— TASK MATERIAL —
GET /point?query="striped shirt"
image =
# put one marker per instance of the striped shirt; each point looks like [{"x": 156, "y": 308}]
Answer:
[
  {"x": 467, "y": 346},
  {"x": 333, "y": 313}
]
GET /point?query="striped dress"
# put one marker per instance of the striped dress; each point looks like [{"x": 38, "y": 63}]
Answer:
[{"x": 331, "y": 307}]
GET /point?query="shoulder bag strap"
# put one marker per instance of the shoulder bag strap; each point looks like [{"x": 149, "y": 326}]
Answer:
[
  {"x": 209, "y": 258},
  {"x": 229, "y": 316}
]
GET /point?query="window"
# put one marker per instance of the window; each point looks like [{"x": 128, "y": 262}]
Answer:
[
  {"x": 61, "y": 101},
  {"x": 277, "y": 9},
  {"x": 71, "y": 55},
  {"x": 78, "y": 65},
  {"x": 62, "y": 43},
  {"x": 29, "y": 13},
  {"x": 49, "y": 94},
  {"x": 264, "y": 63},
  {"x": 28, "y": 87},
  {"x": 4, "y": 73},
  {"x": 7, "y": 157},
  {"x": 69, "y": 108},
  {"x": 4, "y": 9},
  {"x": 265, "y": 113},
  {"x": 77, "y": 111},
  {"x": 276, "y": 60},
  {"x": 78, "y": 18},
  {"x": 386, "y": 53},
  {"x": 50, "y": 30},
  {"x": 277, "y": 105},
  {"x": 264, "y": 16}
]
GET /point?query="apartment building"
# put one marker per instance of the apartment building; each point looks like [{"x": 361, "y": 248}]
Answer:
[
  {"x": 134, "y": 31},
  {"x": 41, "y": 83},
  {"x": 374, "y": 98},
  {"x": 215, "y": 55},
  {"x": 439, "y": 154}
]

— THE PROBLEM —
Make a verbatim copy of every entry shown above.

— EXERCISE SOLUTION —
GET /point?query="striped shirt"
image =
# put one marker per instance of the striped shirt; each point looks like [{"x": 156, "y": 308}]
Answer:
[
  {"x": 467, "y": 346},
  {"x": 333, "y": 313}
]
GET /point?query="striped dress"
# put one marker per instance of the striped dress; each point looks like [{"x": 38, "y": 63}]
Answer:
[{"x": 331, "y": 307}]
GET /point?query="shoulder bag strap"
# put one marker per instance of the shoulder bag strap; each point looks like [{"x": 149, "y": 326}]
Answer:
[
  {"x": 209, "y": 258},
  {"x": 229, "y": 316}
]
GET /point?query="window"
# put one marker per instance of the window; each point looks like [{"x": 128, "y": 262}]
Answer:
[
  {"x": 61, "y": 101},
  {"x": 277, "y": 9},
  {"x": 71, "y": 55},
  {"x": 78, "y": 65},
  {"x": 62, "y": 43},
  {"x": 29, "y": 13},
  {"x": 49, "y": 94},
  {"x": 264, "y": 63},
  {"x": 28, "y": 87},
  {"x": 4, "y": 73},
  {"x": 7, "y": 157},
  {"x": 69, "y": 108},
  {"x": 4, "y": 9},
  {"x": 265, "y": 113},
  {"x": 77, "y": 111},
  {"x": 276, "y": 60},
  {"x": 78, "y": 18},
  {"x": 386, "y": 53},
  {"x": 50, "y": 30},
  {"x": 277, "y": 105},
  {"x": 264, "y": 16}
]
GET /point?query="apartment building"
# put one marker per instance of the apartment building; each point looks like [{"x": 361, "y": 248}]
Answer:
[
  {"x": 134, "y": 31},
  {"x": 41, "y": 83},
  {"x": 374, "y": 98},
  {"x": 215, "y": 55},
  {"x": 439, "y": 154}
]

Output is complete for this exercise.